> [Exercise description] Reproduce the rows below word for word, beginning with the first line and stopping after the line that contains "x=683, y=223".
· · · ·
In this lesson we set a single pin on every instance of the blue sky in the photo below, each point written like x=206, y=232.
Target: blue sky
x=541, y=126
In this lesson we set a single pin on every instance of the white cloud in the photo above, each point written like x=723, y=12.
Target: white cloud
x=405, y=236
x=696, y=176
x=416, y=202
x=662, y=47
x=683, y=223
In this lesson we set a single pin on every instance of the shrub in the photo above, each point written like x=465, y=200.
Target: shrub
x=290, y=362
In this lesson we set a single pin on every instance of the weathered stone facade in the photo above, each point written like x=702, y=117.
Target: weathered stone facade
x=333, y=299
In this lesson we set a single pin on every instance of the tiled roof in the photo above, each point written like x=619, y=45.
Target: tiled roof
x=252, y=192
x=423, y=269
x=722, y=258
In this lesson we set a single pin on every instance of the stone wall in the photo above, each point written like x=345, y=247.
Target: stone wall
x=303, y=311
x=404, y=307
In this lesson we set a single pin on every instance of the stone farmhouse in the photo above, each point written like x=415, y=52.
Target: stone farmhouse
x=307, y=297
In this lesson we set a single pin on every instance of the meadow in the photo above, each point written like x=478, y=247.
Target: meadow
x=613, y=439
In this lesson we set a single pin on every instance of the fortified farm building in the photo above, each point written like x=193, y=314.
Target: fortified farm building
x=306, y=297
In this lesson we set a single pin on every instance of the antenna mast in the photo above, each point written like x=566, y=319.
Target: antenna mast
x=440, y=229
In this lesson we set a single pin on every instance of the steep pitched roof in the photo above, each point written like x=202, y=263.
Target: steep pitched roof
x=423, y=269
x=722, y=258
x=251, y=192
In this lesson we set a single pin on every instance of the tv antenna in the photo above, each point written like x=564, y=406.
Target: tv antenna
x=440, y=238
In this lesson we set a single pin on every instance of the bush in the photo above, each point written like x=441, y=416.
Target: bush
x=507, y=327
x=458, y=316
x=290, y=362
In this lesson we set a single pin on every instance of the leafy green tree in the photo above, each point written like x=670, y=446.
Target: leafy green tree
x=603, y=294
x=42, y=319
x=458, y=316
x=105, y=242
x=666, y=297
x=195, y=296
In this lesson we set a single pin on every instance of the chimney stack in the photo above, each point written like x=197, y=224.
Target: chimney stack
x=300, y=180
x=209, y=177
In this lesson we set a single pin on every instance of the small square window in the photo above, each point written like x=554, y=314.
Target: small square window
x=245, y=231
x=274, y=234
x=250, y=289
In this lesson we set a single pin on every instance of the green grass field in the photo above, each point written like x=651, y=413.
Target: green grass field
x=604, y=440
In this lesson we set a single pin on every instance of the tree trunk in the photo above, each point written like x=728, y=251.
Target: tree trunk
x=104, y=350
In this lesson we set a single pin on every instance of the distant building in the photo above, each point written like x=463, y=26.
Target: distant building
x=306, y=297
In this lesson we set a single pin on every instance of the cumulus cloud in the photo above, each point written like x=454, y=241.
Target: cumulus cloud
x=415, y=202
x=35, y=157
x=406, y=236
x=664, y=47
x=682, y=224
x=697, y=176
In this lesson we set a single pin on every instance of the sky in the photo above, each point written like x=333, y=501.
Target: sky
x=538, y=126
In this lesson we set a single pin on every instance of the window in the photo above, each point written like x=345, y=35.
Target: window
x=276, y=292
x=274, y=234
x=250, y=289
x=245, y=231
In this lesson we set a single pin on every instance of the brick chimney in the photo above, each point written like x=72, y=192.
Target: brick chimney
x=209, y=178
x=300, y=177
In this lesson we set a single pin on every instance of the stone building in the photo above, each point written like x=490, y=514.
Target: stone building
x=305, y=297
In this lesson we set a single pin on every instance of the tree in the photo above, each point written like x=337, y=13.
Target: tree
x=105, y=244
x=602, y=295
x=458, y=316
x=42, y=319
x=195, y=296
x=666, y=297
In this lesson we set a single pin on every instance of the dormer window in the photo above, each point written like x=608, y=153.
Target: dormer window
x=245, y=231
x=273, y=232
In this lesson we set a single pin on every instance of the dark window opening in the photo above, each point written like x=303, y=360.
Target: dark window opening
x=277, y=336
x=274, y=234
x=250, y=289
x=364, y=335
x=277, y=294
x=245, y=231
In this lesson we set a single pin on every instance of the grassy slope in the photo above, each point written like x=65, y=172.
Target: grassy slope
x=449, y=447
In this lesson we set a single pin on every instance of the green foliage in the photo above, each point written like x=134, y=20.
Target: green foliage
· · · ·
> [Result of the task]
In this lesson we set a single pin on every instance of the blue sky in the photo below, each point written like x=206, y=232.
Target: blue sky
x=541, y=126
In this lesson we set a single pin on every instance of the white cloud in the photo above, each point written like x=723, y=12.
Target: white cloud
x=405, y=236
x=696, y=176
x=416, y=202
x=662, y=47
x=683, y=223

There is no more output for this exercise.